- **Task requirements**
a – Quote the passage of the commentary on Alex and Isa from "When she doesn’t" up to and including "HER NEW APARTMENT.".
b – Answer these questions from the commentary on Alex and Isa:
(i) Who urges Alex to keep reaching out to Isa?
(ii) Where does Alex wait hours for Isa?
(iii) What does Alex discover when he reaches Isa's apartment?
c – Proceed with the commentary on Alex and Isa, beginning right after its final sentence.

- **Document extract**
This is why I don’t blame the character for what happens next. I do not think Alex is a trash person. But the behavior we start to see next is so very not okay.
Alex runs into Isa’s best friend, Chrissy, who encourages him to continue reaching out to Isa because she seems depressed. She doesn’t talk to Isa about this, she doesn’t warn her to expect him. And Alex is not garbage, but Chrissy doesn’t actually know enough about him to know that. Chrissy doesn’t know why they broke up either, so for all she knows, she’s sending someone who’s abusive back to her best friend.
But Alex goes. And because Isa isn’t answering his calls or messages, he physically goes to her ballet school to WAIT for her FOR HOURS until she leaves.
This. Is. Not. Okay.
Alex tells her that he came because he hadn’t told her everything about his dad when they were together.
This. Is. Not. Okay.
When she doesn’t immediately jump back into his arms, when she LEAVES, he decides that his next move is to go to her apartment. He doesn’t even know where she lives, but he figures it out based on some landmarks she’s mentioned before. When he gets there to find out she MOVED months ago and never told him, HE STILL TRIES TO STALK HIS WAY TO HER NEW APARTMENT.
THIS! IS! NOT! OKAY!
But the problem is, we’ve been taught to believe that’s it’s terribly romantic.

- **Information**

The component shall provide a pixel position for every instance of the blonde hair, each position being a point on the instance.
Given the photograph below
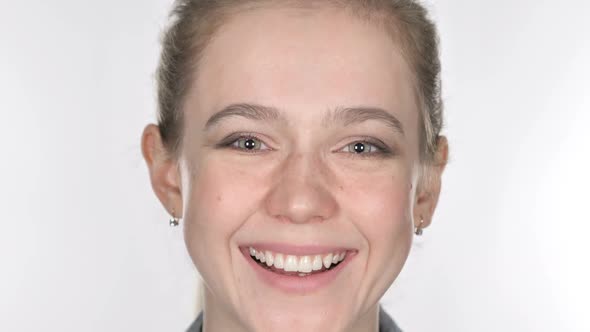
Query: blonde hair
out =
(194, 23)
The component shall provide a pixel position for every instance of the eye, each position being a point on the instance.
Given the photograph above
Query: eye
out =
(366, 148)
(248, 143)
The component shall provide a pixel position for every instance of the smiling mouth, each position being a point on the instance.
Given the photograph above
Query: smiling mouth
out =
(293, 265)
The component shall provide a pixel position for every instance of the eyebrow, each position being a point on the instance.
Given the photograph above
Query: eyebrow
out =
(353, 115)
(344, 115)
(249, 111)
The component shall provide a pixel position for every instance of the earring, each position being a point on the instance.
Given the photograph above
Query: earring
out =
(418, 229)
(173, 220)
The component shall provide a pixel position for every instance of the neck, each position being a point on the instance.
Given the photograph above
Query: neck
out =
(217, 318)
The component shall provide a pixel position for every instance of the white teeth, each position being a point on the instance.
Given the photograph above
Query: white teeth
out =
(279, 261)
(291, 263)
(269, 258)
(327, 260)
(335, 258)
(305, 264)
(317, 263)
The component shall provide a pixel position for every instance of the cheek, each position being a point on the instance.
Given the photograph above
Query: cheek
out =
(219, 199)
(381, 211)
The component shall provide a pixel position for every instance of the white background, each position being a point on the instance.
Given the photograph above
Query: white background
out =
(85, 245)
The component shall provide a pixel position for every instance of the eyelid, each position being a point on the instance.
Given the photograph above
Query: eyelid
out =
(230, 140)
(383, 149)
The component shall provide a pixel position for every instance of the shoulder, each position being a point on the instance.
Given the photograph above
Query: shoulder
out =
(386, 323)
(197, 325)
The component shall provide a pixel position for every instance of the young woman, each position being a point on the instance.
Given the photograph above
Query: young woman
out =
(300, 143)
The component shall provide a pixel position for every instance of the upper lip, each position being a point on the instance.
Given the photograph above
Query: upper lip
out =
(298, 250)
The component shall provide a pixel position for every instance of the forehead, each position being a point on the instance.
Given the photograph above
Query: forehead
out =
(304, 59)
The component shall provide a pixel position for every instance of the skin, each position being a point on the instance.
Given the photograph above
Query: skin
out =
(304, 183)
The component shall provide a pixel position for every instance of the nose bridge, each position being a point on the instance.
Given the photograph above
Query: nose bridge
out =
(301, 193)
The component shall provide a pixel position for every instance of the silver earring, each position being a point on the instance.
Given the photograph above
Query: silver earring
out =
(173, 220)
(418, 229)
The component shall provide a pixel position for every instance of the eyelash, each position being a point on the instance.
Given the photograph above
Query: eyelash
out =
(382, 149)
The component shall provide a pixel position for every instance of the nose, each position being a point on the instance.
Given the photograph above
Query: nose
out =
(300, 194)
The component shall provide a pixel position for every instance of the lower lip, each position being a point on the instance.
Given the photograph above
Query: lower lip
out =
(293, 283)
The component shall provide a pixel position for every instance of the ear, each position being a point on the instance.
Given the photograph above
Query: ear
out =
(164, 174)
(428, 190)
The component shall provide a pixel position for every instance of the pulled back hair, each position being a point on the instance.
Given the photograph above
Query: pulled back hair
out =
(194, 23)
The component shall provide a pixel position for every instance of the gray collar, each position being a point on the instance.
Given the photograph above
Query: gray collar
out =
(386, 323)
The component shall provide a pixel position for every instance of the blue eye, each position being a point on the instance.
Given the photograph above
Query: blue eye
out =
(248, 143)
(362, 147)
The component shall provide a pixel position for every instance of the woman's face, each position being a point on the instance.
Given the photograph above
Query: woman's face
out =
(301, 140)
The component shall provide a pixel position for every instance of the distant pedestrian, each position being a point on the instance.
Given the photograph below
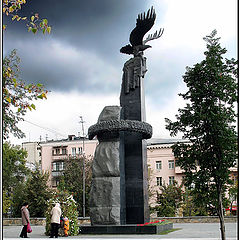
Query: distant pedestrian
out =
(25, 220)
(55, 220)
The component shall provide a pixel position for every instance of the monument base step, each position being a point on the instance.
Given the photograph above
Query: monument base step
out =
(125, 229)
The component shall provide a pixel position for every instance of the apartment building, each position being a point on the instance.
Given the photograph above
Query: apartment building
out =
(34, 154)
(161, 162)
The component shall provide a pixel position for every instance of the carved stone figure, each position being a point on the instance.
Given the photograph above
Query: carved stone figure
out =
(119, 191)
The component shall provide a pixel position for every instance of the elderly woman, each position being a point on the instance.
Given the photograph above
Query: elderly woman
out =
(25, 220)
(55, 220)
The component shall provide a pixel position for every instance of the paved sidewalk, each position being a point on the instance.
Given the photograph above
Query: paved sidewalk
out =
(188, 231)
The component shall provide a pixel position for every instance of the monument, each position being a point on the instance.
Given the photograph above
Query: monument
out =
(119, 190)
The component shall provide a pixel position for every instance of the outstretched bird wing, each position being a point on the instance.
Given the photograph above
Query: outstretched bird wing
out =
(143, 25)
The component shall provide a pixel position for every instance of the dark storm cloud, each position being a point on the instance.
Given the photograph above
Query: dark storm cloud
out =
(98, 27)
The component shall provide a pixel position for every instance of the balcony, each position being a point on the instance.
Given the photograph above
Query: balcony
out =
(57, 173)
(178, 170)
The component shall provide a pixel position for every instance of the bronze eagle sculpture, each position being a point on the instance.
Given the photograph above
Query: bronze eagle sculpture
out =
(143, 25)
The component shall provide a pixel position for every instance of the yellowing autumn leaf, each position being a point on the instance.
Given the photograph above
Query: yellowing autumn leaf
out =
(44, 95)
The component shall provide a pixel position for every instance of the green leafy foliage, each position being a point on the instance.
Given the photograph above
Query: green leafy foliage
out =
(72, 180)
(38, 193)
(17, 96)
(207, 122)
(34, 24)
(6, 202)
(33, 190)
(69, 209)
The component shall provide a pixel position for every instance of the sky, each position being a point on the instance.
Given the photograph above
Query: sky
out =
(81, 65)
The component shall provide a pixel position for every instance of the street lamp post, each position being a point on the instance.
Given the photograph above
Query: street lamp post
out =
(81, 121)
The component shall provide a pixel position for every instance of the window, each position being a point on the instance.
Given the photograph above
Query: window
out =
(73, 151)
(170, 164)
(80, 150)
(57, 151)
(64, 151)
(171, 180)
(57, 166)
(158, 165)
(159, 181)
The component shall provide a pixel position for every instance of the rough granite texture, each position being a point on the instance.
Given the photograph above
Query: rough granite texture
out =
(105, 187)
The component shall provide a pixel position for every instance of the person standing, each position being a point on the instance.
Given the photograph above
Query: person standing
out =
(55, 220)
(25, 220)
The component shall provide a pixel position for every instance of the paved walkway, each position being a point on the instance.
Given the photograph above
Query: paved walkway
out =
(188, 231)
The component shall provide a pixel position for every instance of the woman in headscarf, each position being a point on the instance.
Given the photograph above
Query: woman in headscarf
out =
(25, 220)
(55, 220)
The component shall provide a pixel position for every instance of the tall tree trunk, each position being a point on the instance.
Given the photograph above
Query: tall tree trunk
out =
(220, 214)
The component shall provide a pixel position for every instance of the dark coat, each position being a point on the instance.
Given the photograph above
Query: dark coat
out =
(25, 216)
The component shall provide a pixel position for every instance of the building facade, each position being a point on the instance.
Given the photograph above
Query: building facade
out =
(161, 162)
(34, 154)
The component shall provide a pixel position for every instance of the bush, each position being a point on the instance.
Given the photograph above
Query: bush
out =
(69, 210)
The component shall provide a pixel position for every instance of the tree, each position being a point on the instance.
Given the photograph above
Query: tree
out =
(207, 122)
(169, 200)
(38, 193)
(72, 180)
(233, 194)
(18, 196)
(10, 8)
(17, 96)
(6, 201)
(14, 169)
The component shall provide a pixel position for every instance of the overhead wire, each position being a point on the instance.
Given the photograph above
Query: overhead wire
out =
(45, 128)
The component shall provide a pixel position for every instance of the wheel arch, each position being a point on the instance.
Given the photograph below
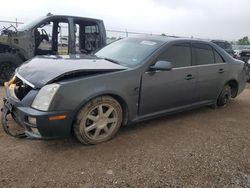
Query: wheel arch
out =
(116, 96)
(234, 85)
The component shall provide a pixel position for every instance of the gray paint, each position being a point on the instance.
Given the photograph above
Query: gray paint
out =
(145, 94)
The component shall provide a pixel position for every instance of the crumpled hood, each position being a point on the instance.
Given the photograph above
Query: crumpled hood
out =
(42, 70)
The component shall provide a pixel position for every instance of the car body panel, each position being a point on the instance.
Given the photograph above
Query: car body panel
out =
(142, 94)
(42, 70)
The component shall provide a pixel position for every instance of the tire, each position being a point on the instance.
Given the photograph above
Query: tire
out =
(224, 96)
(98, 120)
(8, 64)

- **Answers in order**
a –
When she doesn’t immediately jump back into his arms, when she LEAVES, he decides that his next move is to go to her apartment. He doesn’t even know where she lives, but he figures it out based on some landmarks she’s mentioned before. When he gets there to find out she MOVED months ago and never told him, HE STILL TRIES TO STALK HIS WAY TO HER NEW APARTMENT.

b –
(i) Chrissy, Isa's best friend.
(ii) At her ballet school.
(iii) She had moved months ago and never told him.

c –
We’ve all grown up believing that if you we want someone to chase us. We want someone who is going to do anything to get us, anything for us. We’re all shown, over and over again, that saying no, saying you aren’t ready, saying you don’t want to see someone, is never the final answer–it’s merely a opening argument. What we aren’t taught is that this is actually dangerous stalker toxic male energy disguised as romance.
Young boys are taught that if a girl says no to a date, you just have to keep trying! They are never, ever taught that if a girl says no, THAT’S YOUR ANSWER. If a girl breaks up with you, THAT’S YOUR ANSWER. It is not an invitation to continue calling, continue asking, continue pushing, until you get your way.
And coming in after a break-up with a sob story about your past, about your family, about a secret you’ve never told anyone before? It’s not okay to tell someone “I want you to know this now even though we’re broken up.” It’s not sweet, it’s not because you want her to understand you–it’s manipulation. I have had several guys do this to me, and it makes you feel sick. It doesn’t change what happened between you, and it doesn’t change how you feel now about the person–if anything, it makes you annoyed that he didn’t tell you during the relationship, when it would have mattered, when you could have helped. But after? After, it just feels like you’re a dumping ground for all his Big Feelings that he doesn’t know how to process so he decides you should get. And honestly, that’s if you can even believe what they’re telling you at all.
But look: these images all come up if you just search for inspiring relationship advice. Read them without any rOmAnCe in mind, and listen to just how very creepy they truly are:
It really bothers me that we continue to normalize this behavior, especially in YA books, when we have teenagers learning how relationships should function, how they should be treated by others.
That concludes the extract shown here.